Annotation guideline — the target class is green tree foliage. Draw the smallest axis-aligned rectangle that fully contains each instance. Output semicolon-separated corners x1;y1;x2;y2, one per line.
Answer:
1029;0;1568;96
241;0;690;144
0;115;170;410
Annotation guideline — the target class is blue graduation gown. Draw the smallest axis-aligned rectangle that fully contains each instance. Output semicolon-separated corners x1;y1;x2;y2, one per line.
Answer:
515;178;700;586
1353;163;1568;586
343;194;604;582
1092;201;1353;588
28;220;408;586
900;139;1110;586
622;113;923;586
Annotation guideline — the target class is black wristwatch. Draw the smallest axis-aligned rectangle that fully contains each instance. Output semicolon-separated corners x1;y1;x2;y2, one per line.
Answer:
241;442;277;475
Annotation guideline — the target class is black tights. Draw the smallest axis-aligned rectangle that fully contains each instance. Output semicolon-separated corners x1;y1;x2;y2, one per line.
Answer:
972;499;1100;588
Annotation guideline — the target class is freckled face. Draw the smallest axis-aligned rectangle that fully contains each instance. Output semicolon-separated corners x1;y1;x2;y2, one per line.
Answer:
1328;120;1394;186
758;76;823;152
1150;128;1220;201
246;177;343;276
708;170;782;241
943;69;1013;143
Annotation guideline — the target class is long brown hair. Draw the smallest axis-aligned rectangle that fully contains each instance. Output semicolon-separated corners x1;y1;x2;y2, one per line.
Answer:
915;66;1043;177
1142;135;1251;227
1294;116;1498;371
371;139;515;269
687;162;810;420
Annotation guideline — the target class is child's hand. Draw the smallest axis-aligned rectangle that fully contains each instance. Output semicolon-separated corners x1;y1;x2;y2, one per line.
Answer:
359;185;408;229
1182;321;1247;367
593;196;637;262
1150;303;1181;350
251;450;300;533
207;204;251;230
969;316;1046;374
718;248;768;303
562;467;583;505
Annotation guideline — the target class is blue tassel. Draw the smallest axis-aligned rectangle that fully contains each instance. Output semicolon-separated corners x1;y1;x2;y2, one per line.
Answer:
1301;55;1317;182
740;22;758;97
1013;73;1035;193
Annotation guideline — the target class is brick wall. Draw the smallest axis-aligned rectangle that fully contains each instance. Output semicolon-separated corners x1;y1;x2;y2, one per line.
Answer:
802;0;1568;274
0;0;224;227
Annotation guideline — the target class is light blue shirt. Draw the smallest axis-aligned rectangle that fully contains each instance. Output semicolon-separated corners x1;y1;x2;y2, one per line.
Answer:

Your instructions:
Turn every line of the data above into a JSON list of strings, one string per line, leaving out any blank lines.

Worked solution:
[
  "Annotation guideline — the target class is green tree foliage. Draw the smallest axis-aligned rectangle that fully contains each instance. Output semicolon-separated corners x1;y1;x2;y2, one per line.",
  "Answer:",
  "1029;0;1568;96",
  "241;0;690;144",
  "0;115;170;410",
  "Annotation guideline — the target class is blue graduation gown. Draw the smallest axis-aligned rectangle that fully contains each instance. Output semicolon-separated corners x1;y1;x2;y2, one per line.",
  "Answer:",
  "515;178;700;586",
  "1353;163;1568;586",
  "343;194;604;582",
  "1092;201;1353;588",
  "28;220;408;586",
  "900;139;1110;586",
  "622;113;923;586",
  "Annotation guideline — the target class is black wristwatch. Draw the smallest axis-aligned rectangle that fully contains each instance. Output semicolon-separated corners x1;y1;x2;y2, one per line.",
  "Answer:",
  "241;442;277;475",
  "Annotation guideline — the target class is black tights. Draw the smallest axis-aligned rectangle that fully contains each instance. Output semicolon-separated corners x1;y1;x2;y2, one per line.",
  "Answer:",
  "972;499;1100;588",
  "Annotation guideline — the target class is freckled face. Draw the smallest axis-aligned rectangle that fully contains each instance. Output semicolon-separated corners x1;y1;x2;y2, one per line.",
  "Answer:",
  "1328;120;1394;186",
  "758;76;823;152",
  "1150;128;1220;201",
  "246;177;343;276",
  "708;170;782;241",
  "943;69;1013;143",
  "Annotation guideline — the target class is long brown hair. Draw the smallest axis-aligned rectangle that fully contains each instance. Output semicolon-separated corners x1;y1;x2;y2, one per line.",
  "Answer:",
  "915;66;1043;177",
  "1142;135;1251;227",
  "1294;116;1498;371",
  "371;139;515;269",
  "687;162;810;420",
  "Annotation guideline — the target class is child's hand. Draw the smallest axis-aligned rectangle that fully contains each instance. Output semicolon-separated corners x1;y1;x2;y2, one per line.",
  "Answer:",
  "359;185;408;229",
  "1182;321;1247;367",
  "593;196;637;262",
  "1150;303;1181;350",
  "251;450;300;533",
  "207;204;251;230",
  "969;316;1046;374",
  "718;248;768;303",
  "562;467;583;505",
  "Annotation guideline — the target class is blue tassel. Draw the smallest axis-aligned rectangle that fully contains each instance. Output semicolon-separated corners x1;y1;x2;y2, one per line.",
  "Answer:",
  "1301;55;1317;182",
  "740;22;758;97",
  "1013;73;1035;193",
  "Annotation guideline — the target class is brick wall. Draw the smallest axis-aligned rectangle that fully contains each instance. Output semicolon-separated corners x1;y1;x2;y2, one per line.",
  "Answer:",
  "802;0;1568;274",
  "0;0;224;227",
  "Annotation guideline — the target class is light blue shirt. Draw the smallest axis-aligned rectangle that fully contains each instance. Output semicolon-separated corners x1;y1;x2;y2, one per line.",
  "Answer:"
]